* _Data shown_
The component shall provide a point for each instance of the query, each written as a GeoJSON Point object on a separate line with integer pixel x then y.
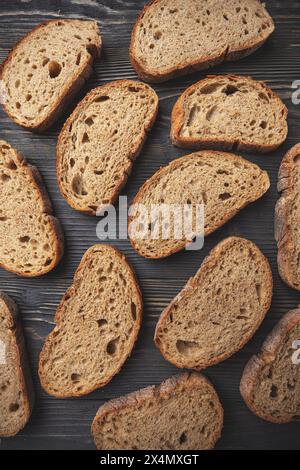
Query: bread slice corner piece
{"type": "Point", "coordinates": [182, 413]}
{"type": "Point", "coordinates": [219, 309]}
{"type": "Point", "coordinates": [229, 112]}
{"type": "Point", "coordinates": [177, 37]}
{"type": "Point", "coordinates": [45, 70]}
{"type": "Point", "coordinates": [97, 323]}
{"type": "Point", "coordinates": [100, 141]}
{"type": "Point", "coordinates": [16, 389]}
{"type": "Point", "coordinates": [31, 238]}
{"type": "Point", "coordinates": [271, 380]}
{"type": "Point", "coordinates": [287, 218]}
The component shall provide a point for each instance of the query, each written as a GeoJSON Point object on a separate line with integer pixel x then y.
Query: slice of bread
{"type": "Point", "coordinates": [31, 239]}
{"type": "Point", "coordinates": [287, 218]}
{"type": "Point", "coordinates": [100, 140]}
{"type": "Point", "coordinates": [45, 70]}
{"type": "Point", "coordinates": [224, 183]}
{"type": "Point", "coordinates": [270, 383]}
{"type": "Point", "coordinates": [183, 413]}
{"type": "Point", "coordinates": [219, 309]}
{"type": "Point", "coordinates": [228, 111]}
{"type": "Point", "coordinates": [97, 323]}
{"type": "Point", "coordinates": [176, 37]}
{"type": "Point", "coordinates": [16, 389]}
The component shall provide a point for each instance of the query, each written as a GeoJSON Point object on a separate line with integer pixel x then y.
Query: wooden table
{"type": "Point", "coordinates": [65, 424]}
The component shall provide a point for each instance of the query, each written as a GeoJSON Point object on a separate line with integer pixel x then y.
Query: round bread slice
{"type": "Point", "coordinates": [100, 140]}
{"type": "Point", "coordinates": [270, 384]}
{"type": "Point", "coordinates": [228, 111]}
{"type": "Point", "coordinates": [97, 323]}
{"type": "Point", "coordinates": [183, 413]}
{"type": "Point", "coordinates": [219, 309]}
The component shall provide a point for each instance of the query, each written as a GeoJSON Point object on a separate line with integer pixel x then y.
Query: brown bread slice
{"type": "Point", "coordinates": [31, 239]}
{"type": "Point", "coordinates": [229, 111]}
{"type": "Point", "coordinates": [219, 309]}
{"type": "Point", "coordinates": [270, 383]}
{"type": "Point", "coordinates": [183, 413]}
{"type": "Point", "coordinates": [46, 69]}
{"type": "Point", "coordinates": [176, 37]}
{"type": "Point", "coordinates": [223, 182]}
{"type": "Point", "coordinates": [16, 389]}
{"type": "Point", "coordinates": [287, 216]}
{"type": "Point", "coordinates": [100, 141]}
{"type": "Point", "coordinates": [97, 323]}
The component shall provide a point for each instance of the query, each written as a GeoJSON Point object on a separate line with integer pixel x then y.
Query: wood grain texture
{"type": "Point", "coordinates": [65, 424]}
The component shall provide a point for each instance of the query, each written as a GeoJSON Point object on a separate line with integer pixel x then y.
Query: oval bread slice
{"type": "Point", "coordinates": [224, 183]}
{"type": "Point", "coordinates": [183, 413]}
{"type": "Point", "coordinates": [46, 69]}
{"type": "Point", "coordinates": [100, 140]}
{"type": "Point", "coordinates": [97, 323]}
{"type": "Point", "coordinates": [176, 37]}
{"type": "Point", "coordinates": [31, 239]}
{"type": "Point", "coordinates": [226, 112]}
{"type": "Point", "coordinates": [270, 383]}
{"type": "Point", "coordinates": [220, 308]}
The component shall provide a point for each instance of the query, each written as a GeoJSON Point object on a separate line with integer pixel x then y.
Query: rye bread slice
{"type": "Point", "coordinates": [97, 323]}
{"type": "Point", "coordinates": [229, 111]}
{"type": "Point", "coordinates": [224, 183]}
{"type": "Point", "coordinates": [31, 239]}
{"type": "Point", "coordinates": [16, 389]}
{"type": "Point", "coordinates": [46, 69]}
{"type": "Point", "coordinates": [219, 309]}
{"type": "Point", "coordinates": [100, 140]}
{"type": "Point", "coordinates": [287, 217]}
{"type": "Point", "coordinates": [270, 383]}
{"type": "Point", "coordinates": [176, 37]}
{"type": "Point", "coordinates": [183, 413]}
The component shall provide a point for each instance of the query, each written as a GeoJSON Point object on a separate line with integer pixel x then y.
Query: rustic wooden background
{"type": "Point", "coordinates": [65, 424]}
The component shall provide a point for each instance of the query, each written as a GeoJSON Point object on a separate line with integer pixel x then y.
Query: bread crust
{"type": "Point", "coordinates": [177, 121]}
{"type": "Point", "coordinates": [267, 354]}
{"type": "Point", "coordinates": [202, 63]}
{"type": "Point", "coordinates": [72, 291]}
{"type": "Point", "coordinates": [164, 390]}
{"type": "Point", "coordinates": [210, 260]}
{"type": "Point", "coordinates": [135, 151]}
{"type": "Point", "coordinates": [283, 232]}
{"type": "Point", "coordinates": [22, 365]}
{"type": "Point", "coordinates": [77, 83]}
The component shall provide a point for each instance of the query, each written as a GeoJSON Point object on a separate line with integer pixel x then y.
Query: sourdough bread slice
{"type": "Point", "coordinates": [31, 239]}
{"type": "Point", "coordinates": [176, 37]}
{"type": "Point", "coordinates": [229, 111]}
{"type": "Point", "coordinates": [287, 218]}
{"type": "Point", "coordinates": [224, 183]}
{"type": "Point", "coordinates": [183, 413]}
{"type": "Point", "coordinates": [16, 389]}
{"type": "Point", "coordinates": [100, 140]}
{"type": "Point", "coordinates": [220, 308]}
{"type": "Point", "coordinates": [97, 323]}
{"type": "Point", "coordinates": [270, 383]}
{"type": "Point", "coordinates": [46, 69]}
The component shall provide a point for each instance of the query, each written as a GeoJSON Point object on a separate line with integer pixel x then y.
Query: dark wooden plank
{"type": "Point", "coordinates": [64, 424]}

---

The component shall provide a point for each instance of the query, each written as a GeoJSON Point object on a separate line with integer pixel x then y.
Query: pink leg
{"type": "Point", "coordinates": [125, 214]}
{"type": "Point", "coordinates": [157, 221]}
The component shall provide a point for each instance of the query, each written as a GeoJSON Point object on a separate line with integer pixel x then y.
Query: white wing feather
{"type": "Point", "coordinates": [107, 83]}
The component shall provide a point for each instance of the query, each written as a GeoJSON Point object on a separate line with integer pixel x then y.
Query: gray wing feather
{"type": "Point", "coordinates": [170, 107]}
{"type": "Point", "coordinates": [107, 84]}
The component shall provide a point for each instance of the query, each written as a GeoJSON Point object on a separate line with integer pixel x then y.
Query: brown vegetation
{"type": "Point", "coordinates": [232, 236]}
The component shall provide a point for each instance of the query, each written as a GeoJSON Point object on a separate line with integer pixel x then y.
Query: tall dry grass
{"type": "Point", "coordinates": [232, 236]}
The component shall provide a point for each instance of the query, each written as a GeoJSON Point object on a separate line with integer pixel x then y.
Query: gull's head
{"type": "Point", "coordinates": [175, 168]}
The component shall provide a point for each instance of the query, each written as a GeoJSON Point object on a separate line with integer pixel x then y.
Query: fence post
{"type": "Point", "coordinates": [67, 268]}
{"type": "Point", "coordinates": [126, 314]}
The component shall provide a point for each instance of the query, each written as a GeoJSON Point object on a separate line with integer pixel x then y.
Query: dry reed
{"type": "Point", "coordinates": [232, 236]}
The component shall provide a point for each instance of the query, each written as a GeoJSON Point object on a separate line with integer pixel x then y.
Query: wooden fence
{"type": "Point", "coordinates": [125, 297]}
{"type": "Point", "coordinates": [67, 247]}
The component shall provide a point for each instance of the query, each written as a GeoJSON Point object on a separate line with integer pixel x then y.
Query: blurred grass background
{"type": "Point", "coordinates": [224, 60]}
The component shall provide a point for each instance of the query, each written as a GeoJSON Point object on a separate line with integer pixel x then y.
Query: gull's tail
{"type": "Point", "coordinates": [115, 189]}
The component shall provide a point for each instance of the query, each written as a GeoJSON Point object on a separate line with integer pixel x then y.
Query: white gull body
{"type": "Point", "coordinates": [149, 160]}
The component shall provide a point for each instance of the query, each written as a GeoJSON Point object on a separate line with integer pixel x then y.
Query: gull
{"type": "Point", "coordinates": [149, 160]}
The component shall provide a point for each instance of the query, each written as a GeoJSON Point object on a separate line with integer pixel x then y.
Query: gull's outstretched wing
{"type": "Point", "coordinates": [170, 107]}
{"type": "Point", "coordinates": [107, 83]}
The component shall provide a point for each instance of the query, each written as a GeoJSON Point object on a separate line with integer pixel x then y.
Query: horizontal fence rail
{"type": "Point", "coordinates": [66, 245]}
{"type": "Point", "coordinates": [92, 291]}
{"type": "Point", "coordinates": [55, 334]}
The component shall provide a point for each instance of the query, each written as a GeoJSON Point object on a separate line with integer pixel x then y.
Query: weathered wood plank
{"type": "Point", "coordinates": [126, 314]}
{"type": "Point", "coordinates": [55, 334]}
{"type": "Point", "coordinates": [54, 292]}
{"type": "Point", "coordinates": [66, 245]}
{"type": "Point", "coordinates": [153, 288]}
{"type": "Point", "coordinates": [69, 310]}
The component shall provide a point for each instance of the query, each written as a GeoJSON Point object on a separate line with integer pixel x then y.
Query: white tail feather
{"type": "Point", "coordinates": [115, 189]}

* _Work required_
Locate each line of the entries above that contains the string "slice", and copy every such line in full. The match is case-sensitive.

* _Correct output_
Query: bread slice corner piece
Query: slice of bread
Query: round bread slice
Query: brown bread slice
Query: oval bread slice
Query: rye bread slice
Query: sourdough bread slice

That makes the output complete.